---
name: excel-parser
description: Smart Excel/CSV file parsing with intelligent routing based on file complexity analysis. Analyzes file structure (merged cells, row count, table layout) using lightweight metadata scanning, then recommends optimal processing strategy - either high-speed Pandas mode for standard tables or semantic HTML mode for complex reports. Use when processing Excel/CSV files with unknown or varying structure where optimization between speed and accuracy is needed.
---

# Excel Parser

## Overview

Provide intelligent routing strategies for parsing Excel/CSV files by analyzing complexity and choosing the optimal processing path. The skill implements a "Scout Pattern" that scans file metadata before processing to balance speed (Pandas) with accuracy (semantic extraction).

## Core Philosophy: Scout Pattern

Before processing data, deploy a lightweight "scout" to analyze file metadata and make intelligent routing decisions:

1. **Metadata Scanning** - Use `openpyxl` to scan file structure without loading data
2. **Complexity Scoring** - Calculate score based on merged cells, row count, and layout
3. **Path Selection** - Choose between Pandas (fast) or HTML (accurate) processing
4. **Optimized Execution** - Execute with the most appropriate tool for the file type

**Key Principle**: "LLM handles metadata decisions, Pandas/HTML processes bulk data"

——————————

• **What is needed**
Please quote the stretch of the Excel parser page from "## Overview" through "accuracy (semantic extraction).", word for word.

[Data items]

——————————

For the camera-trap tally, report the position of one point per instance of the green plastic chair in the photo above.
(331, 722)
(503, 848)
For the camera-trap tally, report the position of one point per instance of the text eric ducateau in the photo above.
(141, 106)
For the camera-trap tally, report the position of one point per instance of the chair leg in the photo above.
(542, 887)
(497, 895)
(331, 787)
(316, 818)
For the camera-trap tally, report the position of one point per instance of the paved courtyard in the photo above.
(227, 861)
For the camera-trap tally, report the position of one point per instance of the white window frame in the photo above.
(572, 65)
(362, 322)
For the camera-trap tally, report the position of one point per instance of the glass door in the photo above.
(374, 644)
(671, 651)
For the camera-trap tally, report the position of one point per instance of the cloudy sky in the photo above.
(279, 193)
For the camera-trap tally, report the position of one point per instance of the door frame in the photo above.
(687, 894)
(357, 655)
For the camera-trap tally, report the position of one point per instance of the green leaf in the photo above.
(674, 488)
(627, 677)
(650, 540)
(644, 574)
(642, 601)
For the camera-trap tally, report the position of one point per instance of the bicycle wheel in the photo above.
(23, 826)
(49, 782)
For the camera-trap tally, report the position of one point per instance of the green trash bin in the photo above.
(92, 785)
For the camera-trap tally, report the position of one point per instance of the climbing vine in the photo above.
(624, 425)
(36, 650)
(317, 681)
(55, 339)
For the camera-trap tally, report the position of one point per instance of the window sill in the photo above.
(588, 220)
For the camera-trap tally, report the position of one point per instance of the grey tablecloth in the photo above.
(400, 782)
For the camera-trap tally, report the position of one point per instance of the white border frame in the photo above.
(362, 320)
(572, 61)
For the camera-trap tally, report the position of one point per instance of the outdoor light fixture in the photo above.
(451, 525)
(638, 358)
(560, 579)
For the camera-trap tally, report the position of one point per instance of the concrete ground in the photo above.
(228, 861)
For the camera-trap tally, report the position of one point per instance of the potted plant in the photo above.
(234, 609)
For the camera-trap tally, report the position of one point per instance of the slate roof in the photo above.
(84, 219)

——————————

• **Your response**
## Overview

Provide intelligent routing strategies for parsing Excel/CSV files by analyzing complexity and choosing the optimal processing path. The skill implements a "Scout Pattern" that scans file metadata before processing to balance speed (Pandas) with accuracy (semantic extraction).